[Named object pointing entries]
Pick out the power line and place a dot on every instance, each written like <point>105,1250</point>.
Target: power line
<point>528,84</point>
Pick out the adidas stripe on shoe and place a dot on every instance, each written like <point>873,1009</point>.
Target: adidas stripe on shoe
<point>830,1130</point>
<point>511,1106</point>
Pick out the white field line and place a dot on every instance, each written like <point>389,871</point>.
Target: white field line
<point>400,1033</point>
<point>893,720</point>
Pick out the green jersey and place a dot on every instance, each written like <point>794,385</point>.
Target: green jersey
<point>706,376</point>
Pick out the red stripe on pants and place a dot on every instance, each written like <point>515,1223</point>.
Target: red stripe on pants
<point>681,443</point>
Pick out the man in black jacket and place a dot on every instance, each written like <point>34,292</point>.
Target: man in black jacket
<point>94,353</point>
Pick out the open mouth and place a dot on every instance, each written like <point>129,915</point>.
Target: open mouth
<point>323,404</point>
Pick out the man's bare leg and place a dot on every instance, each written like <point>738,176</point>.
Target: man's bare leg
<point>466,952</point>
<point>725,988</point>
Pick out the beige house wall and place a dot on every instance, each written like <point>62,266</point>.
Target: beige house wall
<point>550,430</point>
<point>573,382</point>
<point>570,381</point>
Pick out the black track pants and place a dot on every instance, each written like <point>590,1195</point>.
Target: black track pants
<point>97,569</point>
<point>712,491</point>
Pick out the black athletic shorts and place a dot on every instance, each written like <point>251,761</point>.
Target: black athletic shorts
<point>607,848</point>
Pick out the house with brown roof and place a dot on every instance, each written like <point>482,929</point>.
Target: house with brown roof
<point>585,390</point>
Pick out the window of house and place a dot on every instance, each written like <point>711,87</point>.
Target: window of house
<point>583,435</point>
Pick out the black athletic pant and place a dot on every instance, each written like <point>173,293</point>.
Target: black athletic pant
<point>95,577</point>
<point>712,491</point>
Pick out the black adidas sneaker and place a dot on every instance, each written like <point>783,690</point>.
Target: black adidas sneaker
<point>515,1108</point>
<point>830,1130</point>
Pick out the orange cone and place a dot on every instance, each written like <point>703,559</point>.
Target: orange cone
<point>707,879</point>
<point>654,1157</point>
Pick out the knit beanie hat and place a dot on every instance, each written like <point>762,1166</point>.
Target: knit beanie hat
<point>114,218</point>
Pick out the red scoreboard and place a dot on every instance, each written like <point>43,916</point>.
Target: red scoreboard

__Instructions for the task__:
Reproduce the listing above word for word, keeping every line in its original order.

__Result__:
Pick out the power line and place a dot on every instance, each written like <point>105,1250</point>.
Target: power line
<point>528,84</point>
Pick out the adidas stripe on shoe and place a dot on every instance, each written like <point>873,1009</point>.
Target: adidas stripe on shoe
<point>830,1130</point>
<point>511,1106</point>
Pick out the white field line and place a dot on every instance, each written like <point>389,871</point>.
Target: white field line
<point>400,1033</point>
<point>893,720</point>
Pick out the green jersey and place a dot on every instance, each written like <point>794,385</point>.
Target: green jersey
<point>706,376</point>
Pick out the red stripe on pants and place a dot on every instance, each written like <point>515,1223</point>.
Target: red stripe on pants
<point>681,443</point>
Pick out the man in black jacket and place a dot on every instance, each written like <point>34,292</point>.
Target: man in black jacket
<point>94,353</point>
Pick out the open mouth and place a dot on every instance, each written like <point>129,915</point>.
Target: open mouth
<point>323,404</point>
Pick out the man's bare leg and place a dot on every instance, each written like <point>738,176</point>.
Target: man's bare leg
<point>466,952</point>
<point>725,988</point>
Pick out the beige house wall and place a dot on every instance, each written like <point>62,266</point>.
Target: beige house wall
<point>550,430</point>
<point>573,382</point>
<point>570,381</point>
Pick out the black track pants and place a dot on every instance, each written like <point>590,1195</point>.
Target: black track pants
<point>97,569</point>
<point>712,491</point>
Pick out the black athletic shorts and place a dot on every instance, each written like <point>251,761</point>.
Target: black athletic shorts
<point>607,848</point>
Pick out the house with brown roof and place a dot on every instance, each written like <point>482,929</point>.
Target: house with brown roof
<point>585,390</point>
Pick out the window of house and place a dot on every instance, each written like <point>711,87</point>.
Target: window of house
<point>583,435</point>
Pick out the black athletic pant and place a dot on every instance, each written like <point>173,293</point>.
Target: black athletic pant
<point>95,577</point>
<point>712,491</point>
Pick out the black adidas sneaker and place a dot on every instance, each written like <point>783,690</point>.
Target: black adidas sneaker
<point>515,1108</point>
<point>830,1130</point>
Pick out the orange cone and place a dot on every instance, each written like <point>703,559</point>.
Target: orange cone
<point>707,879</point>
<point>654,1157</point>
Pick out the knit beanie hat and place a dot on every instance, each written like <point>762,1166</point>.
Target: knit beanie hat
<point>114,218</point>
Pick out the red scoreboard and place a dot on every instance, each written like <point>43,916</point>.
Target: red scoreboard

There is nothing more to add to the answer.